From the article on rethinking design for Covid-19, copy word for word the passage that begins with the words containing "Rethinking space: the" and ends with "Summer of Covid-19?".

• **Exercise text**
━━━━━━━━━━━━━━━━━━━━━━━━━━━━━━

Rethinking space: the #notsotinyoffice

How will you design differently? Like a lot of Architects and Designers, we’ve been asking that question. As we wait for some of our design projects to restart, we have been revisiting the different types of projects that our firm designs – especially those that bring people together. What might they look like if we were designing them now, in the Summer of Covid-19?

We don’t know yet how long this kind-of-suspended-animation is going to continue, but it’s clear that Covid-19 is not going away anytime soon. It’s also clear that, as far as buildings are concerned, there are no simple solutions. So many factors are at play, not the least of which is the impact of conditioned air inside buildings. We think that is the most serious issue for Architects & Engineers, so we are following the building science experts very closely as this evolves.

Waiting area at Buffalo General Medical Center, pre-Covid.

Healthcare waiting rooms will have fewer or no chairs, as patients wait in their cars until they are called in for their appointment. There is more heightened awareness of infection control and the cleanability of surfaces. Our healthcare projects that stopped in early 2020 are going to look very different when they restart. So will our hospitality projects, especially restaurants and conference spaces.

━━━━━━━━━━━━━━━━━━━━━━━━━━━━━━

• **Data shown**
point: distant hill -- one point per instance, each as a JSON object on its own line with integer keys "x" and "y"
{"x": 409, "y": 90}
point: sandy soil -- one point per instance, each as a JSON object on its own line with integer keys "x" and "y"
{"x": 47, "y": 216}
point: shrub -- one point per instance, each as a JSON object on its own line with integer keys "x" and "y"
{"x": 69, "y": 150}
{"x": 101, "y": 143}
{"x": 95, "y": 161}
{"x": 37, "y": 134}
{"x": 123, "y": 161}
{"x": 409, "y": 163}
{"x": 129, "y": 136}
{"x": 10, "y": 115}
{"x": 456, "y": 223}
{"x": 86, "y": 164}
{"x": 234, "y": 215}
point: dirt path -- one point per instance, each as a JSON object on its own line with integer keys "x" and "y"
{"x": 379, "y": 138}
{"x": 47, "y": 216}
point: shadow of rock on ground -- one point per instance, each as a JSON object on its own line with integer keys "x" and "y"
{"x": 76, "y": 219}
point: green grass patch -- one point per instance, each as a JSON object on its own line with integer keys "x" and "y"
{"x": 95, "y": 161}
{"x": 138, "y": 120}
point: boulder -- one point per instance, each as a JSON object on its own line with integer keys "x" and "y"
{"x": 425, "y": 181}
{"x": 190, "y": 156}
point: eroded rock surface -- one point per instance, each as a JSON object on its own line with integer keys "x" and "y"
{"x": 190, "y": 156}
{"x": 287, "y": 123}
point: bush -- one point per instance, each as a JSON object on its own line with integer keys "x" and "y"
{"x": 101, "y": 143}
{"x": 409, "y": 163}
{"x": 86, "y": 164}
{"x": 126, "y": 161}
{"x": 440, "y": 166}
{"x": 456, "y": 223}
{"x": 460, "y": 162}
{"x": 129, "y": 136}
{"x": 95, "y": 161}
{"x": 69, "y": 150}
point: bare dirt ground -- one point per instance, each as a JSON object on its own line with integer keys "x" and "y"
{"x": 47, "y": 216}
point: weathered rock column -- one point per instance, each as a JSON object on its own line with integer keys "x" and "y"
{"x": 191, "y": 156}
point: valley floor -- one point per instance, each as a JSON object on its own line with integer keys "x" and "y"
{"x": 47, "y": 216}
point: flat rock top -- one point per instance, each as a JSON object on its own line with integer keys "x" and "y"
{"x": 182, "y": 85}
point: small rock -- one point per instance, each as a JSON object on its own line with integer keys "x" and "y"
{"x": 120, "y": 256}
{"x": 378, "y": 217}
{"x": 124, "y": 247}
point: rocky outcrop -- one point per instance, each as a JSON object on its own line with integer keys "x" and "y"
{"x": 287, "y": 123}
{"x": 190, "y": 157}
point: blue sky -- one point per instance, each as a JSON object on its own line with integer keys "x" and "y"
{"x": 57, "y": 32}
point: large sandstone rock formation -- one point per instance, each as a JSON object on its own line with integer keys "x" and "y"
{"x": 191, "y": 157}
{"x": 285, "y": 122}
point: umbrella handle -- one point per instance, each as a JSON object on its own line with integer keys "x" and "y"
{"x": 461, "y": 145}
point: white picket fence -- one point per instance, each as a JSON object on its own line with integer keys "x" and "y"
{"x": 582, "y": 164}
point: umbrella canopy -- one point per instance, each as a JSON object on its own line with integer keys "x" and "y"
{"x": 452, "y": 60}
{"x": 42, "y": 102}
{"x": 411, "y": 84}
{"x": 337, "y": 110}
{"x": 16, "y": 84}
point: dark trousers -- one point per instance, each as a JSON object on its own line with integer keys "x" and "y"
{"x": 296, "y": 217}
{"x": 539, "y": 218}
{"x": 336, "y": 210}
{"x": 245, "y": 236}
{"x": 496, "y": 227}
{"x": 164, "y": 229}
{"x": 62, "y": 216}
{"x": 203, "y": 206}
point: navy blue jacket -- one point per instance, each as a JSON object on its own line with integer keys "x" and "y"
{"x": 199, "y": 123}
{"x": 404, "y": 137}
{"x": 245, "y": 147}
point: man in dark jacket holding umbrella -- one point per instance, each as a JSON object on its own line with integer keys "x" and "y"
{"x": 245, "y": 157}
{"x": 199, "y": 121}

━━━━━━━━━━━━━━━━━━━━━━━━━━━━━━

• **Response**
Rethinking space: the #notsotinyoffice

How will you design differently? Like a lot of Architects and Designers, we’ve been asking that question. As we wait for some of our design projects to restart, we have been revisiting the different types of projects that our firm designs – especially those that bring people together. What might they look like if we were designing them now, in the Summer of Covid-19?